Work instruction 1
In the film review below, why does the reviewer say the film's relationships feel realistic? Answer in one to three sentences.
Work instruction 2
According to the film review below, who wrote and directed the film?

Passage to read
● ● ● ●

An artist and her elderly mother return to a hotel haunted by their family past, in hopes that the daughter can write a film about her parent.

This eerie, gothic mystery slowly allows us to peel away the truth behind Julie and Rosalind, staying at a hotel that was the former home of Rosalind when she was younger. Throughout their stay, we begin to understand the good and bad memories of her life, and how Julie hopes to write this into a script. She feels guilty about this, but knows this step in her career is important. Shot in secret during the COVID-19 pandemic lockdown, the production doesn’t feel lacking or distant, how so many other filmed projects now look that were recorded then. The world building with just a few characters, and clever cinematography lets us immerse into the spaces with them, looking at the light and dark areas of the screen, in fear of seeing something that we wouldn’t want to.

Tilda Swinton truly is breath-taking in this film. As well as playing the daughter, she also brings the mother to life. As mothers and daughters usually have, there are similarities between them, mostly below the surface, but with that also comes great differences. Swinton gives both characters patience and depth through the way that she plays them, as well as misunderstandings and ruined moments which make this film’s relationships feel realistic compared to the written horror that possibly shadows around each corner.

Written and directed by Joanna Hogg, we truly begin to feel the weight of this family history, and how complex we are as generations of people. I love the use of the receptionist, juxtaposing the aging of Tilda Swinton’s characters and emphasising the lack of care assumed from someone like her. Hogg has written everyone to be a stereotype of expectations, but we’re left wondering if this is actually who they are, or how someone else may be perceiving them.

● ● ● ●

Data excerpt
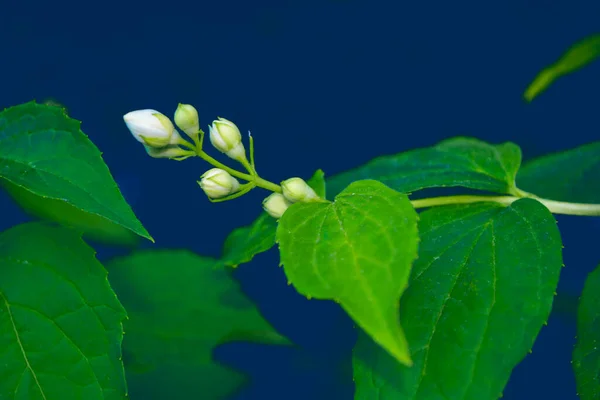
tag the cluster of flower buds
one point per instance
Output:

● ● ● ●

Answer section 1
Tilda Swinton plays both the daughter and the mother and gives each character patience and depth. She also includes misunderstandings and ruined moments, so the relationships feel realistic against the horror that may lurk around each corner.

Answer section 2
Joanna Hogg wrote and directed the film.